■ AVAILABLE DATA
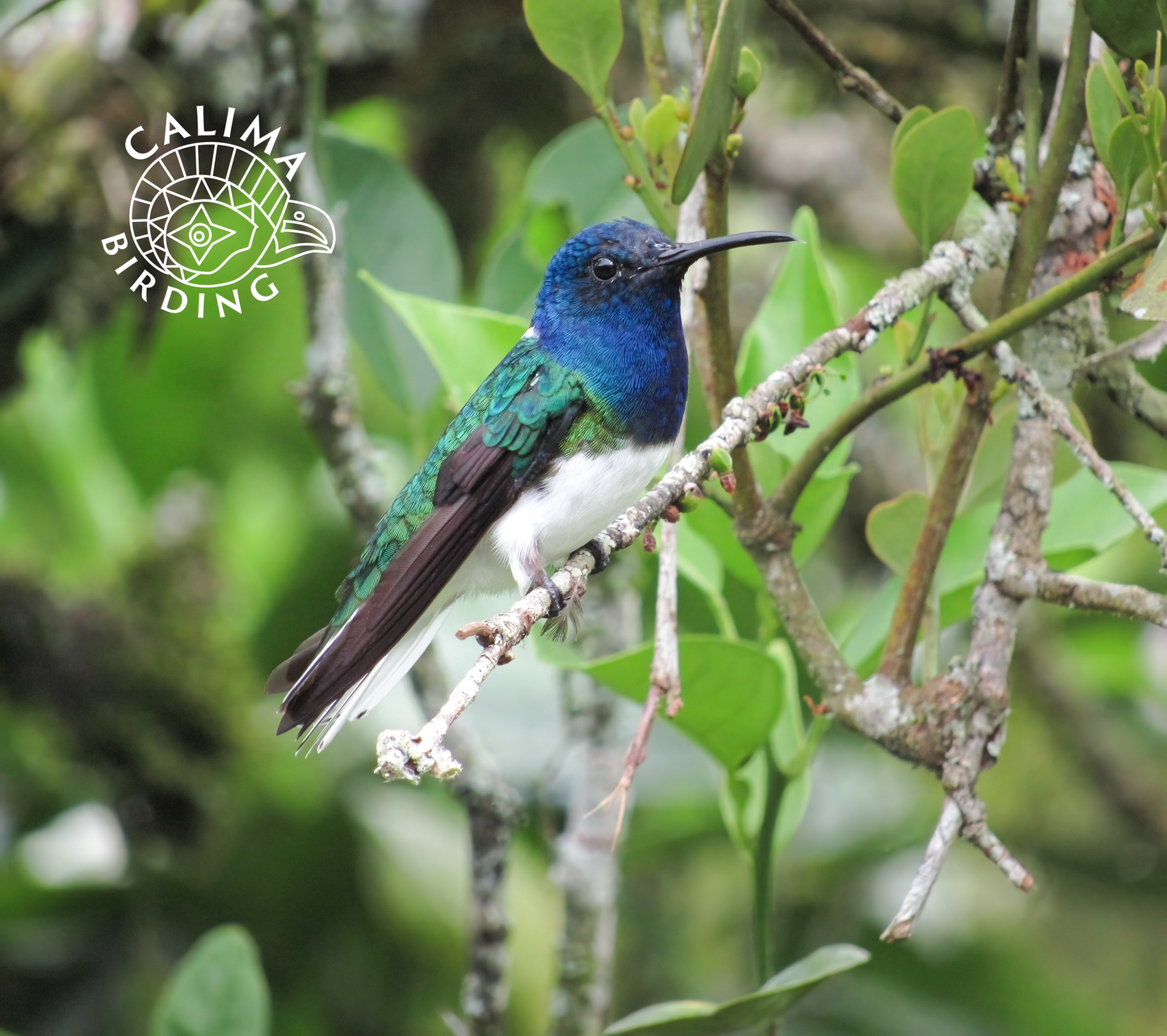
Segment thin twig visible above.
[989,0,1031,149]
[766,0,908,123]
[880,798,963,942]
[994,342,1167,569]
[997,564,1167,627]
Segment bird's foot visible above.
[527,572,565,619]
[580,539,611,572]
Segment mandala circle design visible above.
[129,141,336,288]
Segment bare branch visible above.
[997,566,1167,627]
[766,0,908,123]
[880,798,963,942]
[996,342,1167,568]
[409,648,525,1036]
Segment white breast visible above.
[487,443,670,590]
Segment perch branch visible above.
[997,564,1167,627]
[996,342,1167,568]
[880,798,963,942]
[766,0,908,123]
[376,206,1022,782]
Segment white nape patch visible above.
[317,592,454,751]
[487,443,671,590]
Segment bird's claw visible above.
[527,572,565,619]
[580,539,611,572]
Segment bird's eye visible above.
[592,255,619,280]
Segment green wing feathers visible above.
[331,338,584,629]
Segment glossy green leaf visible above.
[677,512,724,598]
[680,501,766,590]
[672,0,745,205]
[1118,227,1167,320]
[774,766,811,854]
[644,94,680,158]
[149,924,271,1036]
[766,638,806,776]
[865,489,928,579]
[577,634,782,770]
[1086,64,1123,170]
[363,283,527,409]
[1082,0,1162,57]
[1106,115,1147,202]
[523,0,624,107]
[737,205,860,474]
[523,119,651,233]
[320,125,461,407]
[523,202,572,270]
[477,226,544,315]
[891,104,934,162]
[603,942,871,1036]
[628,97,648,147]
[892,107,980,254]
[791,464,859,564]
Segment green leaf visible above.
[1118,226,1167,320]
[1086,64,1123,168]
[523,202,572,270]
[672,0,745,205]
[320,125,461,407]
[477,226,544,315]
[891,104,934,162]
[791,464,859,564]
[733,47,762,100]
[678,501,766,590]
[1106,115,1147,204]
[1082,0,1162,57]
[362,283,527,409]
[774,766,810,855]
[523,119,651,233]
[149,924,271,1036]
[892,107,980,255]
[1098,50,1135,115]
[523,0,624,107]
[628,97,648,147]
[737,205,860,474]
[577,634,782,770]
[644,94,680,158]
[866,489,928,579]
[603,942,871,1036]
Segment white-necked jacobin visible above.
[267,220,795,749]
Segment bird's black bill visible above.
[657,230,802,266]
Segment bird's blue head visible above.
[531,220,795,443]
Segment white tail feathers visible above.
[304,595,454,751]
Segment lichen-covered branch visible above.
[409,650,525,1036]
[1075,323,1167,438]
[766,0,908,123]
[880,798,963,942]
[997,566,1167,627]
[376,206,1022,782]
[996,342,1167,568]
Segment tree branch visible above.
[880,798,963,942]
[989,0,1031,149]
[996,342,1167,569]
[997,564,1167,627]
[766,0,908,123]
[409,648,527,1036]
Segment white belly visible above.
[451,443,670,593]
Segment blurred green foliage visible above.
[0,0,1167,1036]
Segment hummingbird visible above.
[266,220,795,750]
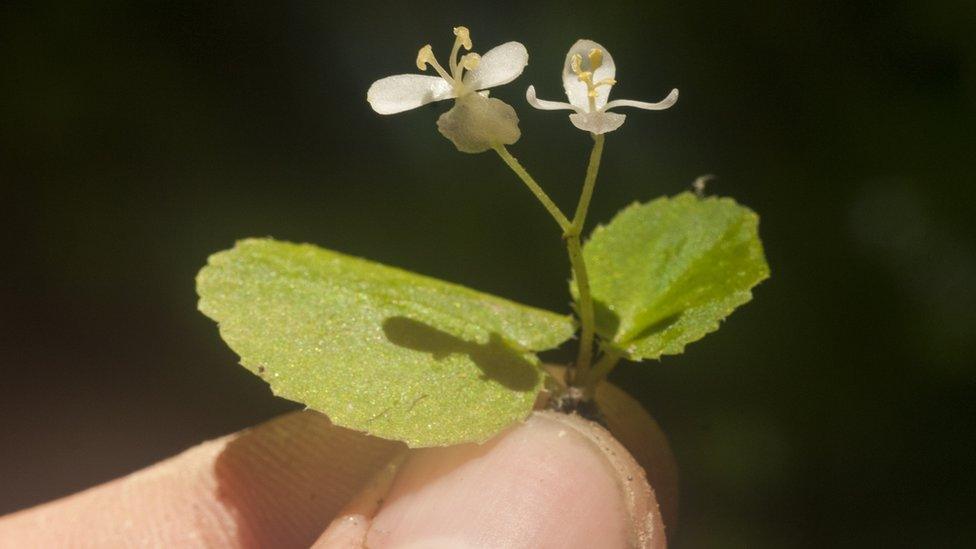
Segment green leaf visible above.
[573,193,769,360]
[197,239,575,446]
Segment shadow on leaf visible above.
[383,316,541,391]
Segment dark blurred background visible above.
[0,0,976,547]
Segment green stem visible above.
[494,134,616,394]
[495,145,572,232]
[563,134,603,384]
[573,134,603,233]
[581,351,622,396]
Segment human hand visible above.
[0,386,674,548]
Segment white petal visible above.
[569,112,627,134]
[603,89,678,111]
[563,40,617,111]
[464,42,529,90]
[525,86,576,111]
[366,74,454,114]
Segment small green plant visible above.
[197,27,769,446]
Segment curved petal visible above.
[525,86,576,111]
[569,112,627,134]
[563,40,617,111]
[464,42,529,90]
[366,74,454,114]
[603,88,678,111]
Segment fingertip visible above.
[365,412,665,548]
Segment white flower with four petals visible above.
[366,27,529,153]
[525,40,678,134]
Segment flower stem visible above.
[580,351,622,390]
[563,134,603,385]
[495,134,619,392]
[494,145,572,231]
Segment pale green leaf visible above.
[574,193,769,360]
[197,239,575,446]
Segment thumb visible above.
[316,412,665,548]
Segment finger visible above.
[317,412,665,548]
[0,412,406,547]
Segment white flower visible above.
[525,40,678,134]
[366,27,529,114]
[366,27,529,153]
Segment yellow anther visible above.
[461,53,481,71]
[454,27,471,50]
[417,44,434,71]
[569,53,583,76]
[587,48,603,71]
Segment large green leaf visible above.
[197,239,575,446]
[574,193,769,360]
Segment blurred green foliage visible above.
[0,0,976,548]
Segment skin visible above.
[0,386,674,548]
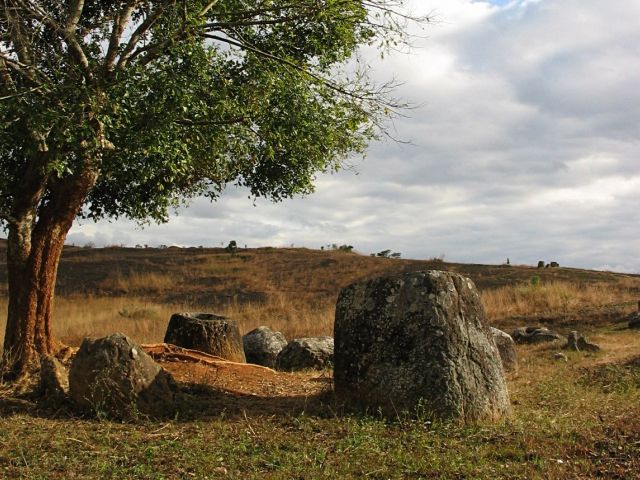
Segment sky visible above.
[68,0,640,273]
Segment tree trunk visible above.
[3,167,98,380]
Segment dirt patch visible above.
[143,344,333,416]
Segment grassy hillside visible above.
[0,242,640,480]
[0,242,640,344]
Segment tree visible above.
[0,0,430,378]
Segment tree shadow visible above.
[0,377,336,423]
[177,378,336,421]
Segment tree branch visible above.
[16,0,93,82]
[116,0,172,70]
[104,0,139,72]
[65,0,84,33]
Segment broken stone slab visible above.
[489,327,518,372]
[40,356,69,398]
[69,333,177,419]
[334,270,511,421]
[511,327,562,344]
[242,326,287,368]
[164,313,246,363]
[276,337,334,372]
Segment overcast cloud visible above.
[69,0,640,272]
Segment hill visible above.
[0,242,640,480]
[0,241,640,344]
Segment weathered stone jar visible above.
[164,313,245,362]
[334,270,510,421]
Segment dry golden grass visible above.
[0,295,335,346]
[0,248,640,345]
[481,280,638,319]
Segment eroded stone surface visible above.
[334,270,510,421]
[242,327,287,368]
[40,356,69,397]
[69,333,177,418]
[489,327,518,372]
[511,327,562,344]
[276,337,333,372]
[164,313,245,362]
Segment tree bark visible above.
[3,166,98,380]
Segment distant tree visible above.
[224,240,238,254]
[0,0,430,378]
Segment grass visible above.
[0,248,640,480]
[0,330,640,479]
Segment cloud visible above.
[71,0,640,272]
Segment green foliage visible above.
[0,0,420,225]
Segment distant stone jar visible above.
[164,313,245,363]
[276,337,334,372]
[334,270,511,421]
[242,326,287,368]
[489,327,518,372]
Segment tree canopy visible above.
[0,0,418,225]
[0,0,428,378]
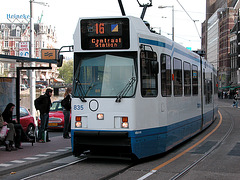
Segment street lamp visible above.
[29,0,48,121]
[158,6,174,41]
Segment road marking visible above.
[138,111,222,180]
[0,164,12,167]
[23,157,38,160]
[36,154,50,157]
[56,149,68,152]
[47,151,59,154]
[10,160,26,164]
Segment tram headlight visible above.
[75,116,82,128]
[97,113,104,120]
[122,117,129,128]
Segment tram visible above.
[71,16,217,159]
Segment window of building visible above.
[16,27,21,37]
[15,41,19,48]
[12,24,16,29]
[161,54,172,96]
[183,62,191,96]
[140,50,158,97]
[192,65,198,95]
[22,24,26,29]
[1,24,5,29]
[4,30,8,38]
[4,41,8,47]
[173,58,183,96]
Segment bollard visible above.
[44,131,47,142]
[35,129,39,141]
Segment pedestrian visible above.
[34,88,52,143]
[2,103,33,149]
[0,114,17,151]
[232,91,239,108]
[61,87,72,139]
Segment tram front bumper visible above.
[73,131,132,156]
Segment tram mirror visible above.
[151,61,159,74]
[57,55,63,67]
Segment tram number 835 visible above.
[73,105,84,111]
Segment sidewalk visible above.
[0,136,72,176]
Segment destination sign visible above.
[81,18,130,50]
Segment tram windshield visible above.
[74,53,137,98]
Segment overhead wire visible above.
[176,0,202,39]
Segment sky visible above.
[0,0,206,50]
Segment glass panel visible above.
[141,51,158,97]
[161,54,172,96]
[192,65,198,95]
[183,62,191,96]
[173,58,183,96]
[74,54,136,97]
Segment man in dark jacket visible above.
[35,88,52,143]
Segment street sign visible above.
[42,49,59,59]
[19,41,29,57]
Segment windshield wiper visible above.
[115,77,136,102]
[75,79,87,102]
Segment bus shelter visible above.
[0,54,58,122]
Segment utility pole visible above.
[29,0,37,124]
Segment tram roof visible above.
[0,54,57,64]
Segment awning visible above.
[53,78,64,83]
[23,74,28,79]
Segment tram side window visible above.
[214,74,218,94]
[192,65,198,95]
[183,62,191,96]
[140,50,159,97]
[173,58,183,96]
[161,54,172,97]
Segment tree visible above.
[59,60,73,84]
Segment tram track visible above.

■ WHAT THE EXERCISE ASKS
Rescale the data from its start through the line that contains "[487,443,670,590]", inclusive: give those lines again, text lines unchanged, with every bounding-box coordinate multiplied by 2.5 and rounded to a whole number, halves going up. Leave out the pictures and give nothing beyond those lines.

■ RESULT
Segment thin twig visible above.
[2473,0,2578,373]
[1915,0,2270,308]
[2200,1995,2408,2355]
[2485,855,2918,1423]
[2493,1410,2918,1568]
Segment bird's foot visible above.
[1318,1430,1413,1548]
[1450,1348,1528,1430]
Segment mandala circle design visible above.
[323,353,840,720]
Segment bare branch visible above.
[2493,1415,2918,1568]
[1915,0,2270,308]
[2200,1995,2408,2355]
[2490,855,2918,1420]
[1023,1620,1313,2590]
Segment white breast visible above.
[1218,1108,1675,1475]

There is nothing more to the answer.